→ **EXERCISE**
Read the data that follows. Then repeat it exactly.

→ **TASK DATA**
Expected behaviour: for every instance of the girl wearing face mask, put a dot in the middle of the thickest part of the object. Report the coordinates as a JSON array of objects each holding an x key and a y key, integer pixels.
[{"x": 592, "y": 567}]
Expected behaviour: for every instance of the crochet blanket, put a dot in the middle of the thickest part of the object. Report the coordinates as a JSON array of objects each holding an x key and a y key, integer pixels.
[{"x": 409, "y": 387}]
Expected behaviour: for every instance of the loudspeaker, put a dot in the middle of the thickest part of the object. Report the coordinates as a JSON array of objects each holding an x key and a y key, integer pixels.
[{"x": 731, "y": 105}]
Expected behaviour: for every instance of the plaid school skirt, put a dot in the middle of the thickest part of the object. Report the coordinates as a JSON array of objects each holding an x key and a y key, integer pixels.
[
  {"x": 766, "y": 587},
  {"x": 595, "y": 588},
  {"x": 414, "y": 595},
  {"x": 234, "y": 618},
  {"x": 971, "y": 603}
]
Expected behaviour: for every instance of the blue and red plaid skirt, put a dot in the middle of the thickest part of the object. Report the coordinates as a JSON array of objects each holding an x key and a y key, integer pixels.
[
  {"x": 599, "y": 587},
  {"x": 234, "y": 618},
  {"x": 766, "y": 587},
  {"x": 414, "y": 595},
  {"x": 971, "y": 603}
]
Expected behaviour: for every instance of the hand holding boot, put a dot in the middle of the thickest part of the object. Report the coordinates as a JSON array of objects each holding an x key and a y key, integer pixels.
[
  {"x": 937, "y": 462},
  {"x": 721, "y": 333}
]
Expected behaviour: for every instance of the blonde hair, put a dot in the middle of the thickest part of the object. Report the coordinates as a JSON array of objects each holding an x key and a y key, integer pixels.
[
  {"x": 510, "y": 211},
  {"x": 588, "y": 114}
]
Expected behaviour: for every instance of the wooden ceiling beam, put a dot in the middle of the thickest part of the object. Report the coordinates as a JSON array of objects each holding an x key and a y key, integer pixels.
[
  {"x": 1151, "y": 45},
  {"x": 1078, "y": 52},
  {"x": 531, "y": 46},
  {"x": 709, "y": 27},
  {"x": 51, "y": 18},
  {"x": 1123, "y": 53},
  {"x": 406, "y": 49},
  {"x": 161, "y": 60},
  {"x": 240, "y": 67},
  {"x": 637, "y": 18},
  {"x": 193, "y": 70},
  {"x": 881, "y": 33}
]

→ **ANSWER SECTION**
Expected behaviour: for every instance of the girl wearing face mask, put a dot in the middle of the thickest part of the object. Report the coordinates as a JSON array of objects each holding an x key and a y key, integer pixels.
[{"x": 592, "y": 567}]
Expected behaviour: for every instance of the crochet blanket, put a dot in the middle of the thickest part of the object. Report the coordinates as a JSON array of objects each holding an x key and a y key, integer pixels.
[{"x": 409, "y": 387}]
Expected behaviour: for every instance of the loudspeaker, put a dot in the middle of the thickest part of the object. Report the coordinates as a JSON array of objects each holding an x key and a y key, integer pixels.
[{"x": 731, "y": 105}]
Expected behaviour: for every instance of the plaid school skirt, put a dot in the middle of the thickest part of the object. Report the coordinates as a JSON array of objects each holding an x key and a y key, integer pixels.
[
  {"x": 766, "y": 587},
  {"x": 595, "y": 588},
  {"x": 414, "y": 595},
  {"x": 234, "y": 618},
  {"x": 971, "y": 603}
]
Expected behaviour: for every instance of the blue and red plaid skirt, put a dot in the middle of the thickest part of the object. Report the coordinates as a JSON array of objects each holding an x key and a y key, integer pixels.
[
  {"x": 599, "y": 587},
  {"x": 234, "y": 618},
  {"x": 766, "y": 587},
  {"x": 414, "y": 595},
  {"x": 971, "y": 603}
]
Expected behaviour: for every instance of the hand holding boot, put a dot in the middle of the thickest part of the object. Report the coordinates as a JSON array of objects each holding an x key and a y key, integer pixels.
[
  {"x": 937, "y": 462},
  {"x": 721, "y": 333}
]
Expected behaviour: for every instance of the blonde hair, put a dot in the middle of the thickest part of the object. Report the coordinates as a JSON array of objects each holding an x key and a y key, integer pixels.
[
  {"x": 510, "y": 211},
  {"x": 588, "y": 114}
]
Expected behaviour: for every instance of the wooden ceiling beam, put a dot in the middle of the thickest part of the object. Report the coordinates as a JSON array of objects each holding an x key and a y key, integer pixels.
[
  {"x": 1151, "y": 45},
  {"x": 1078, "y": 52},
  {"x": 531, "y": 46},
  {"x": 709, "y": 27},
  {"x": 51, "y": 18},
  {"x": 1123, "y": 53},
  {"x": 406, "y": 49},
  {"x": 161, "y": 60},
  {"x": 240, "y": 67},
  {"x": 637, "y": 18},
  {"x": 193, "y": 70},
  {"x": 881, "y": 33}
]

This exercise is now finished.